■ **Text passage**
:::

COLUMBUS — A Philadelphia company that provides food and beverage service at ballparks, national parks, hospitals, and schools nationwide has been picked to provide private food service for Ohio prisons.
A state contract signed on Friday with Aramark Corp. will save taxpayers an estimated $28 million over two years, the Ohio Department of Rehabilitation and Correction said.
The state will pay Aramark more than $110 million over nearly two years to prepare and serve about 139,000 meals per day to inmates in state prisons. The contract includes two options for two-year renewals.
Prisons spokesman JoEllen Smith said the agency decided to make the change to help fill a $60 million budget shortfall created by higher employee health-insurance and payroll costs, plus increased inmate medical and prescription expenses.
She said Director Gary Mohr plans to bridge the gap without closing housing units or laying off security personnel.
However, there could be some reductions in the 433-member prison food-service staff. Ms. Smith said about 200 employees already have moved to other positions in the prison system. Transfers will continue through Sept. 7.
Ms. Smith said the state will have four employees and one dietitian assigned full-time to monitoring the Aramark contract.
There was just one other bidder, Trinity Services Group of Oldsmar, Fla.

:::

■ **Available data**
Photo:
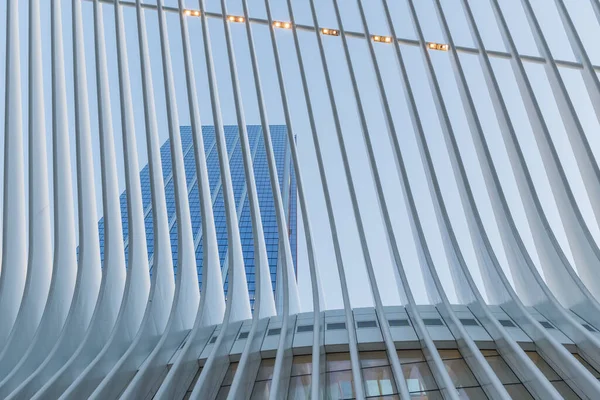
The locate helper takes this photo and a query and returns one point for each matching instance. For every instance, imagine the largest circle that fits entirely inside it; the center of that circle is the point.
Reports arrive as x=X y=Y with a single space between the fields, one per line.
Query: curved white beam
x=65 y=262
x=187 y=295
x=349 y=316
x=162 y=282
x=14 y=245
x=100 y=357
x=39 y=267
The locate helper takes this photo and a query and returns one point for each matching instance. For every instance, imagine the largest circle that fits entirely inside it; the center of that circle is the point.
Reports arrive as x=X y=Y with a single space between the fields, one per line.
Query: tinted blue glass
x=260 y=164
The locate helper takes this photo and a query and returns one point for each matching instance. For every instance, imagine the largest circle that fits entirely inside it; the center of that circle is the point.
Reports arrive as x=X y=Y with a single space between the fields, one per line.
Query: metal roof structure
x=72 y=327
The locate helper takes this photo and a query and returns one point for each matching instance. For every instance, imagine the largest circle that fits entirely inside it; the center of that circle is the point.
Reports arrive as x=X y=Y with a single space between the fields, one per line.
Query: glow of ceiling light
x=438 y=46
x=235 y=18
x=330 y=32
x=190 y=13
x=280 y=24
x=381 y=39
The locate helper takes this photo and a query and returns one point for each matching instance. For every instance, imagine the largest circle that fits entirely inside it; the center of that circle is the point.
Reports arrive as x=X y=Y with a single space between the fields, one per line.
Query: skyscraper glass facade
x=287 y=184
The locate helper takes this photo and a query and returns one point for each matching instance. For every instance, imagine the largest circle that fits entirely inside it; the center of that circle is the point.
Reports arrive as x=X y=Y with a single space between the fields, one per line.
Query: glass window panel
x=565 y=391
x=518 y=391
x=339 y=385
x=338 y=362
x=373 y=359
x=230 y=374
x=379 y=381
x=265 y=371
x=418 y=377
x=543 y=366
x=502 y=370
x=474 y=393
x=433 y=395
x=261 y=390
x=587 y=365
x=460 y=373
x=302 y=365
x=408 y=356
x=300 y=388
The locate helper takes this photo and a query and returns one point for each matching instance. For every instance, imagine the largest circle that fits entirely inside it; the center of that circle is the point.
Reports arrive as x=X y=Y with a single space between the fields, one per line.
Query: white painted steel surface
x=72 y=327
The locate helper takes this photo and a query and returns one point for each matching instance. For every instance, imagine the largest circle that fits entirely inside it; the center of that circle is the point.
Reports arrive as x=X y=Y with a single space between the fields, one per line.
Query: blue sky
x=580 y=10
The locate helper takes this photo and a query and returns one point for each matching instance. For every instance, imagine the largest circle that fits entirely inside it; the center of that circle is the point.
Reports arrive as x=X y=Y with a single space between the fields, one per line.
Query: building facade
x=494 y=94
x=265 y=197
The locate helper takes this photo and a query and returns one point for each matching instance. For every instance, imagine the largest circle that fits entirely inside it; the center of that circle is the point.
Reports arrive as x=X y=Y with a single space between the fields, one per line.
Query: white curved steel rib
x=588 y=166
x=349 y=316
x=108 y=304
x=14 y=257
x=89 y=272
x=187 y=295
x=587 y=342
x=561 y=276
x=212 y=304
x=114 y=271
x=283 y=261
x=490 y=383
x=261 y=261
x=441 y=375
x=65 y=261
x=238 y=306
x=250 y=360
x=466 y=288
x=39 y=267
x=162 y=283
x=318 y=350
x=518 y=258
x=98 y=358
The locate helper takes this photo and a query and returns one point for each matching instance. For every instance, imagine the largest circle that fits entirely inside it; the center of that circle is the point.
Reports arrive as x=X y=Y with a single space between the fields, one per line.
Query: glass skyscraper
x=286 y=182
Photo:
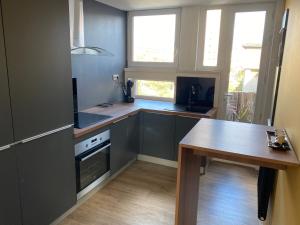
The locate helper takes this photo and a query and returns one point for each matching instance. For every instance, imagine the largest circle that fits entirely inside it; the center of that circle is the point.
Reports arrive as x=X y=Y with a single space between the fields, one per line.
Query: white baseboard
x=174 y=164
x=159 y=161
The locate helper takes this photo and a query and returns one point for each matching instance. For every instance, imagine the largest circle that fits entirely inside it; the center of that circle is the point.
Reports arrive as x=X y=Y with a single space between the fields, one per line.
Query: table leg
x=187 y=187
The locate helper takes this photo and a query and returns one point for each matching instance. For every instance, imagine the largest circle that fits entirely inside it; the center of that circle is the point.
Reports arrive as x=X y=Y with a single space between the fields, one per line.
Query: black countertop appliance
x=128 y=91
x=196 y=94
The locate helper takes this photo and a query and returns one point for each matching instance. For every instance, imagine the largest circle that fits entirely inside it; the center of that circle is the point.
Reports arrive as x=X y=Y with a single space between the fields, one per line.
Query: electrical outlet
x=116 y=77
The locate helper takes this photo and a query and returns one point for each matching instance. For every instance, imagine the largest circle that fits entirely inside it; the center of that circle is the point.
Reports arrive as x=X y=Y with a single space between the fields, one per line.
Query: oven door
x=91 y=165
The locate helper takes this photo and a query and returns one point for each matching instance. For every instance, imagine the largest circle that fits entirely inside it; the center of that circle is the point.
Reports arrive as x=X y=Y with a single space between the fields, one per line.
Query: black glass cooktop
x=82 y=120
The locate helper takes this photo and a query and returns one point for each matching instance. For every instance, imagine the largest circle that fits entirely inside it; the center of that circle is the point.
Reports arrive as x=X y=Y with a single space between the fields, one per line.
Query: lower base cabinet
x=10 y=208
x=125 y=142
x=158 y=135
x=183 y=125
x=47 y=177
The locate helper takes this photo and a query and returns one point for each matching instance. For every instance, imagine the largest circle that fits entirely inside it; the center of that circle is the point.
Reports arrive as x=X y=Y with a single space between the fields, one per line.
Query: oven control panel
x=92 y=142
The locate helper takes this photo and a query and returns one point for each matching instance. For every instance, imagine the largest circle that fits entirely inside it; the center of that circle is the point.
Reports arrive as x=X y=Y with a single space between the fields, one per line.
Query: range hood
x=78 y=46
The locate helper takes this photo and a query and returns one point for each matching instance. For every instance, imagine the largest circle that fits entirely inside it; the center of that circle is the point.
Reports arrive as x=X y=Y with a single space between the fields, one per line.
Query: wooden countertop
x=241 y=142
x=121 y=110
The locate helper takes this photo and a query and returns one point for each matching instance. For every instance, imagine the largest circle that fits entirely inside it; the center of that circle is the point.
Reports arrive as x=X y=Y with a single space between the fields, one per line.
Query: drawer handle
x=94 y=153
x=117 y=121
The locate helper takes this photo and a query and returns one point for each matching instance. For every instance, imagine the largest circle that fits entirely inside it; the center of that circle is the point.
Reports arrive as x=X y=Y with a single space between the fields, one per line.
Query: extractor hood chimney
x=78 y=46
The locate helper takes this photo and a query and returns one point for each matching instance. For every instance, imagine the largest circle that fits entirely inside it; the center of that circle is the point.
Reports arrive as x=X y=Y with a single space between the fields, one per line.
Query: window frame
x=201 y=38
x=204 y=38
x=132 y=14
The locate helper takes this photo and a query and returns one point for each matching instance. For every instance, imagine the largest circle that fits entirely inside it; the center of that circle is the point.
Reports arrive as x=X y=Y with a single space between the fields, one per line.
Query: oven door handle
x=96 y=152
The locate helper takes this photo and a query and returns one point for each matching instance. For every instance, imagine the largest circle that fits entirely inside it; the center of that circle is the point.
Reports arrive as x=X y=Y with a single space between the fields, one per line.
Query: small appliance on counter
x=82 y=119
x=127 y=90
x=196 y=94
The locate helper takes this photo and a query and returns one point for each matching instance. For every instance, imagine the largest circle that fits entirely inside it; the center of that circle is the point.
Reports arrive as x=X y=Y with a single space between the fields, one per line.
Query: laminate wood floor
x=144 y=194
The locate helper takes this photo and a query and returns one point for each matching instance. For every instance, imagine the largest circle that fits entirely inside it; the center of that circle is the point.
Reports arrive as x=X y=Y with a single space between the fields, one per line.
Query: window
x=212 y=35
x=158 y=89
x=154 y=37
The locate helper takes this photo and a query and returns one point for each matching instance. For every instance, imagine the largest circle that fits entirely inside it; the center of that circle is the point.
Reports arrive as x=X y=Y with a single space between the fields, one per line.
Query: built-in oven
x=92 y=158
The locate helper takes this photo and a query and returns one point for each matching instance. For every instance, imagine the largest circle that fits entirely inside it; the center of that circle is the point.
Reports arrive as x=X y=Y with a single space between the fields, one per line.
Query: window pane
x=162 y=89
x=212 y=34
x=154 y=38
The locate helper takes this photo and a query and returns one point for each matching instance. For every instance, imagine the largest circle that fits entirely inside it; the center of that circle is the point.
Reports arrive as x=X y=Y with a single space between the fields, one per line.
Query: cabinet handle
x=94 y=153
x=45 y=134
x=189 y=117
x=4 y=147
x=119 y=120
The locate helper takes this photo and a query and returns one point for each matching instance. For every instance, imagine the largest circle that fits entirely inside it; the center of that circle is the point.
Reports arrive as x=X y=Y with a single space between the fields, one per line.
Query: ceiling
x=130 y=5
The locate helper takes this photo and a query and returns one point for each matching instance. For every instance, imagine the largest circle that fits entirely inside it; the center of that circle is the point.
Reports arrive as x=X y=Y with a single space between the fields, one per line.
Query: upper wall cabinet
x=39 y=65
x=6 y=132
x=188 y=38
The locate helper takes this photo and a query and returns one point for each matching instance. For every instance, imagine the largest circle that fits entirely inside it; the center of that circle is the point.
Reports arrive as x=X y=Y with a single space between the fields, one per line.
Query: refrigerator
x=37 y=164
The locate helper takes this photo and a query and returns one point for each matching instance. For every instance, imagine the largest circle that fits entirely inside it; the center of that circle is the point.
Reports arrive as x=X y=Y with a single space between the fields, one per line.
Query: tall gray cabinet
x=39 y=64
x=6 y=131
x=37 y=171
x=9 y=194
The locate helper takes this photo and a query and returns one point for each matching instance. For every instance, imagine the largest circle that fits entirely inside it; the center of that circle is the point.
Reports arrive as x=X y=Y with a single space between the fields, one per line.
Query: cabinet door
x=119 y=144
x=6 y=132
x=10 y=213
x=158 y=135
x=39 y=64
x=47 y=177
x=183 y=126
x=125 y=142
x=133 y=137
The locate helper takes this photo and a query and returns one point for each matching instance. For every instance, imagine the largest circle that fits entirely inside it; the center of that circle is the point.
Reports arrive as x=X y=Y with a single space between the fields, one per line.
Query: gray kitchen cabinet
x=37 y=44
x=125 y=142
x=6 y=130
x=47 y=177
x=158 y=135
x=10 y=211
x=182 y=126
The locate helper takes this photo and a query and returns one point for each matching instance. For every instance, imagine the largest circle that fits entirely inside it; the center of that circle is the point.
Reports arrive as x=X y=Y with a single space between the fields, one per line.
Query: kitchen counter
x=120 y=110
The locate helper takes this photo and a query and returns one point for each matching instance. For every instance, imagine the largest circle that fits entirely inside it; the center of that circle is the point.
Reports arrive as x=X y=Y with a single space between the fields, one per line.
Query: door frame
x=226 y=43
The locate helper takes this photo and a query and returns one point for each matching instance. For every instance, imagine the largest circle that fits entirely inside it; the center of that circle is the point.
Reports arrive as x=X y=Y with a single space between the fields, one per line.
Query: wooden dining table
x=234 y=141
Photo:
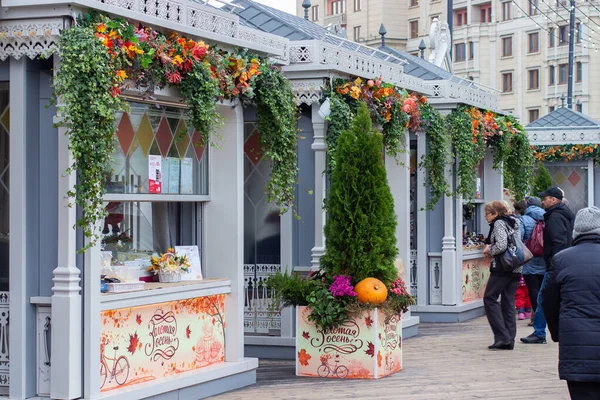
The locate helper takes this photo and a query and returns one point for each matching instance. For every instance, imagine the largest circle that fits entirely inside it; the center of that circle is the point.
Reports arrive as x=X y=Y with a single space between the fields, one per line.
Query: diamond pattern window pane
x=150 y=130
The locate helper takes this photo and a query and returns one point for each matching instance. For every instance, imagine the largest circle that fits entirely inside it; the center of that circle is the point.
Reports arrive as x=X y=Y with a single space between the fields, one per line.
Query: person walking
x=531 y=212
x=558 y=235
x=501 y=315
x=571 y=300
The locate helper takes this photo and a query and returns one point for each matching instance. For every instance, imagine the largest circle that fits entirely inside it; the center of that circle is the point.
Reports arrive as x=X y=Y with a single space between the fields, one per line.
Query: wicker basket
x=167 y=277
x=124 y=287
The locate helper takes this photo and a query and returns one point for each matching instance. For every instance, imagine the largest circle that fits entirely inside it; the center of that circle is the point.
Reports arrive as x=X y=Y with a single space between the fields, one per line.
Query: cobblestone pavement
x=446 y=361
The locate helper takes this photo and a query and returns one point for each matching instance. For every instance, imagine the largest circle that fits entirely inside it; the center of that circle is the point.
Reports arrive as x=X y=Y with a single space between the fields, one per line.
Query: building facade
x=519 y=48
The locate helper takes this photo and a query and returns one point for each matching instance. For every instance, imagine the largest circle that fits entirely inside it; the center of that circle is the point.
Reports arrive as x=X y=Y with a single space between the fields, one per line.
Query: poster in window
x=174 y=168
x=193 y=255
x=187 y=182
x=154 y=174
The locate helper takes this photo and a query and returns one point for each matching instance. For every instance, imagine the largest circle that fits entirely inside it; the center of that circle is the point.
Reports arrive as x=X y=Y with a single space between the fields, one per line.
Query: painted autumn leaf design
x=303 y=357
x=371 y=350
x=134 y=340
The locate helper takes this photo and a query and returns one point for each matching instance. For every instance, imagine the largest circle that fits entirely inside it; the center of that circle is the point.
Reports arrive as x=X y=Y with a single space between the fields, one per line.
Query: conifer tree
x=543 y=180
x=361 y=223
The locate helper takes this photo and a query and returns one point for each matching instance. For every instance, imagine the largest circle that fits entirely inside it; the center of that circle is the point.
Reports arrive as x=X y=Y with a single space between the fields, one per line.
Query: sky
x=285 y=5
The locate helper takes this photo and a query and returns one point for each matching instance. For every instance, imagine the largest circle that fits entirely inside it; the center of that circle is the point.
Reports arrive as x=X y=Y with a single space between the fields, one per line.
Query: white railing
x=259 y=314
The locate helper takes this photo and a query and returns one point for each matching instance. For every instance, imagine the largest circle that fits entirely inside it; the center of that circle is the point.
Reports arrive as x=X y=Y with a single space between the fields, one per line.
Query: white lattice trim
x=308 y=91
x=30 y=38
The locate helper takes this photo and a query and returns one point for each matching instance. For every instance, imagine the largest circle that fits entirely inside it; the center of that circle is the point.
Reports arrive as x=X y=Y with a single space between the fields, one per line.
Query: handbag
x=516 y=254
x=535 y=243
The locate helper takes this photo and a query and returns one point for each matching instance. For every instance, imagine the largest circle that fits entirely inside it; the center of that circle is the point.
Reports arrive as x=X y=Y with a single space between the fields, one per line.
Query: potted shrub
x=169 y=266
x=349 y=313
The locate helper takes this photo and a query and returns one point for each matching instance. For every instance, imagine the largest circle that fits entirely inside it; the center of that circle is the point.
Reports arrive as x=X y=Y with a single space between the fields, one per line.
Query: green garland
x=98 y=54
x=277 y=119
x=87 y=108
x=469 y=152
x=435 y=160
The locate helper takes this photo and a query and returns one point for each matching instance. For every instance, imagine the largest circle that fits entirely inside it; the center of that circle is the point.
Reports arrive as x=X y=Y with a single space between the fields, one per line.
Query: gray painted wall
x=304 y=229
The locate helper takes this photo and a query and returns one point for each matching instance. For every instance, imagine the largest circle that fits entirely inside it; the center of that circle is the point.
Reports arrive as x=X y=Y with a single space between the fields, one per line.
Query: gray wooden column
x=66 y=377
x=319 y=148
x=17 y=228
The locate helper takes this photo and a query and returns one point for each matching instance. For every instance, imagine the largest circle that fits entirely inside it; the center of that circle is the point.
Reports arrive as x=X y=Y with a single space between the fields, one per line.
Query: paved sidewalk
x=446 y=361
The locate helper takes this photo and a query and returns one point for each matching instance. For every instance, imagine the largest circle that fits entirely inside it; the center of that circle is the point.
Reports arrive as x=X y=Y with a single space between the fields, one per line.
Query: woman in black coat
x=571 y=302
x=501 y=315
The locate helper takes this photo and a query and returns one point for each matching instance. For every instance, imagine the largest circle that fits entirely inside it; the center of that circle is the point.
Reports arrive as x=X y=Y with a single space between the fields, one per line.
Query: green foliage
x=200 y=91
x=394 y=131
x=519 y=162
x=327 y=311
x=435 y=161
x=87 y=111
x=339 y=119
x=469 y=151
x=361 y=224
x=542 y=180
x=292 y=289
x=277 y=124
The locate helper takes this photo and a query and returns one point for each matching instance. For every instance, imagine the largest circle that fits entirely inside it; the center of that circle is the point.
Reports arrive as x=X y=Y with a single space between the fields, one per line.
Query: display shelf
x=157 y=292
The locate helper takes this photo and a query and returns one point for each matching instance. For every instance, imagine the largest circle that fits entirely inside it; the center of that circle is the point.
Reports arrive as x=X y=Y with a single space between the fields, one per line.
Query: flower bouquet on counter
x=169 y=266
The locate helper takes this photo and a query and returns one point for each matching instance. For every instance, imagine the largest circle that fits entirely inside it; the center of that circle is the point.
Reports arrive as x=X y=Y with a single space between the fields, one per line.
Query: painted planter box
x=367 y=347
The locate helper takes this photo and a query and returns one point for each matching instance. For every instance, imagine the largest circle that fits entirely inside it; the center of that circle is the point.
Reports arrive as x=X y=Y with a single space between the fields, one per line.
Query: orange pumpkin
x=371 y=290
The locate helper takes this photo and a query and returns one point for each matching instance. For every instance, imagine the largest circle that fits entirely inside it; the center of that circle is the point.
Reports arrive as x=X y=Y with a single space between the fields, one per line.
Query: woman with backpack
x=504 y=228
x=532 y=215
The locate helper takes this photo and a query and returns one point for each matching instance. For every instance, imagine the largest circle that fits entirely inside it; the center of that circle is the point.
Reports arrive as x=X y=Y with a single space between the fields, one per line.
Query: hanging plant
x=469 y=149
x=339 y=119
x=102 y=56
x=277 y=118
x=435 y=160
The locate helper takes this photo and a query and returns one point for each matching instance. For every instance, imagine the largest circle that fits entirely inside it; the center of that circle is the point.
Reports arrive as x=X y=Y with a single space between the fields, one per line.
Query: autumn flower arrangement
x=169 y=266
x=101 y=57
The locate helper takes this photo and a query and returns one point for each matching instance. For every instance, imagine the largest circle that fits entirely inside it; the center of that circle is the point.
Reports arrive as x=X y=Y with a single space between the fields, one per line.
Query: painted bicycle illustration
x=327 y=369
x=119 y=371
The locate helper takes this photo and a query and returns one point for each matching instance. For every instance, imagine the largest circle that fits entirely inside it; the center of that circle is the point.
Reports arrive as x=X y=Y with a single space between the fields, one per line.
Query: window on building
x=486 y=13
x=533 y=7
x=534 y=115
x=506 y=15
x=562 y=74
x=459 y=52
x=563 y=35
x=533 y=81
x=533 y=42
x=336 y=7
x=507 y=82
x=507 y=46
x=357 y=33
x=461 y=17
x=414 y=29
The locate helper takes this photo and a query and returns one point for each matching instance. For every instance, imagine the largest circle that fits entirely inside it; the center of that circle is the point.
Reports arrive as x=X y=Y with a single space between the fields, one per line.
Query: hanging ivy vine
x=101 y=56
x=435 y=160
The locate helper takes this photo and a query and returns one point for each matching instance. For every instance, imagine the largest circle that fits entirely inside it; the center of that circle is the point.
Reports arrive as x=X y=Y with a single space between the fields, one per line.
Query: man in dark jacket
x=558 y=234
x=572 y=307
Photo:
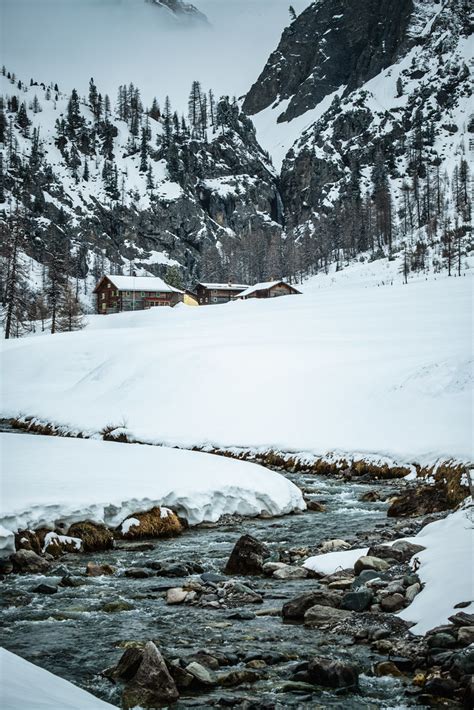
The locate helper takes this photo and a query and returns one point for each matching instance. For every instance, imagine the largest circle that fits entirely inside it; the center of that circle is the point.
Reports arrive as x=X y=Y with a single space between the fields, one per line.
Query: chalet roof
x=224 y=287
x=140 y=283
x=263 y=287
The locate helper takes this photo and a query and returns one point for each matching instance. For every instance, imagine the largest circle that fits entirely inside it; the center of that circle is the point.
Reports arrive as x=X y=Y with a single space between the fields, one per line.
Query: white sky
x=119 y=41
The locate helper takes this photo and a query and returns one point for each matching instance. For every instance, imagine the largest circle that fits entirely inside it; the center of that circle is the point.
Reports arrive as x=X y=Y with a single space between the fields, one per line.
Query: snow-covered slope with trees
x=373 y=366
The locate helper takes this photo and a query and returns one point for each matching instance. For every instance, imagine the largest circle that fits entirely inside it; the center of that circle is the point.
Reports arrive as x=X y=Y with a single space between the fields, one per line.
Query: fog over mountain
x=122 y=41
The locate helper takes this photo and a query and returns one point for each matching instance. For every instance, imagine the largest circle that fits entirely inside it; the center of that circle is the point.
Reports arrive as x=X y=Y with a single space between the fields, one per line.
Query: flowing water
x=69 y=634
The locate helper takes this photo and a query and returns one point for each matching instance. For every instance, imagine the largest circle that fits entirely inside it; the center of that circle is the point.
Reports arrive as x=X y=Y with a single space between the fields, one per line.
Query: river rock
x=365 y=576
x=412 y=591
x=270 y=567
x=288 y=572
x=28 y=562
x=117 y=606
x=332 y=674
x=387 y=668
x=247 y=557
x=321 y=616
x=238 y=677
x=149 y=681
x=466 y=635
x=357 y=601
x=176 y=595
x=372 y=563
x=200 y=674
x=334 y=546
x=45 y=589
x=95 y=570
x=392 y=603
x=296 y=608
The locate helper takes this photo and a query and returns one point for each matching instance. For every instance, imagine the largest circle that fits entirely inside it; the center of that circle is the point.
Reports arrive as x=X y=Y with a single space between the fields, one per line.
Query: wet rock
x=95 y=537
x=156 y=522
x=387 y=668
x=238 y=677
x=296 y=608
x=200 y=674
x=322 y=616
x=138 y=573
x=392 y=603
x=466 y=635
x=440 y=687
x=334 y=546
x=385 y=552
x=149 y=682
x=332 y=674
x=315 y=507
x=70 y=581
x=365 y=576
x=28 y=562
x=288 y=572
x=441 y=640
x=357 y=601
x=373 y=563
x=95 y=570
x=176 y=595
x=117 y=606
x=462 y=618
x=45 y=589
x=270 y=567
x=247 y=557
x=412 y=591
x=212 y=578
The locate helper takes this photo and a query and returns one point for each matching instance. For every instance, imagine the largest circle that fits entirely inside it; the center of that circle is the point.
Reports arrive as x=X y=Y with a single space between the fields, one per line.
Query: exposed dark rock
x=296 y=608
x=332 y=674
x=247 y=557
x=357 y=601
x=28 y=562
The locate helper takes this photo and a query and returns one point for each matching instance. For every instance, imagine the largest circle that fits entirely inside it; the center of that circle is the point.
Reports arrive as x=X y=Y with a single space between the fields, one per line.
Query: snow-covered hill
x=375 y=366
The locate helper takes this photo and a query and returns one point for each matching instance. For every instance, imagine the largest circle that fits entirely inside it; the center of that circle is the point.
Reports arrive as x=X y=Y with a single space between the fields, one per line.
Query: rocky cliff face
x=333 y=43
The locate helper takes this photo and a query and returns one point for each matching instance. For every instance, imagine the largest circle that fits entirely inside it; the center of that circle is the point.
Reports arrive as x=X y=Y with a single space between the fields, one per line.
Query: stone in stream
x=373 y=563
x=334 y=546
x=322 y=616
x=296 y=608
x=45 y=589
x=176 y=595
x=247 y=557
x=332 y=674
x=289 y=572
x=392 y=603
x=149 y=682
x=359 y=600
x=95 y=570
x=28 y=562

:::

■ **To do**
1 > Revise the article on Ohio prison food service by rewriting the part that opens with the words containing "Prisons spokesman JoEllen" and closes with "and prescription expenses.", putting "funding gap" in place of "budget shortfall".
2 > According to the article on Ohio prison food service, about how many meals per day will Aramark prepare and serve to inmates?
The lines have nothing to do with the article on Ohio prison food service.

■ **Responses to the exercise**
1 >
Prisons spokesman JoEllen Smith said the agency decided to make the change to help fill a $60 million funding gap created by higher employee health-insurance and payroll costs, plus increased inmate medical and prescription expenses.

2 > About 139,000 meals per day.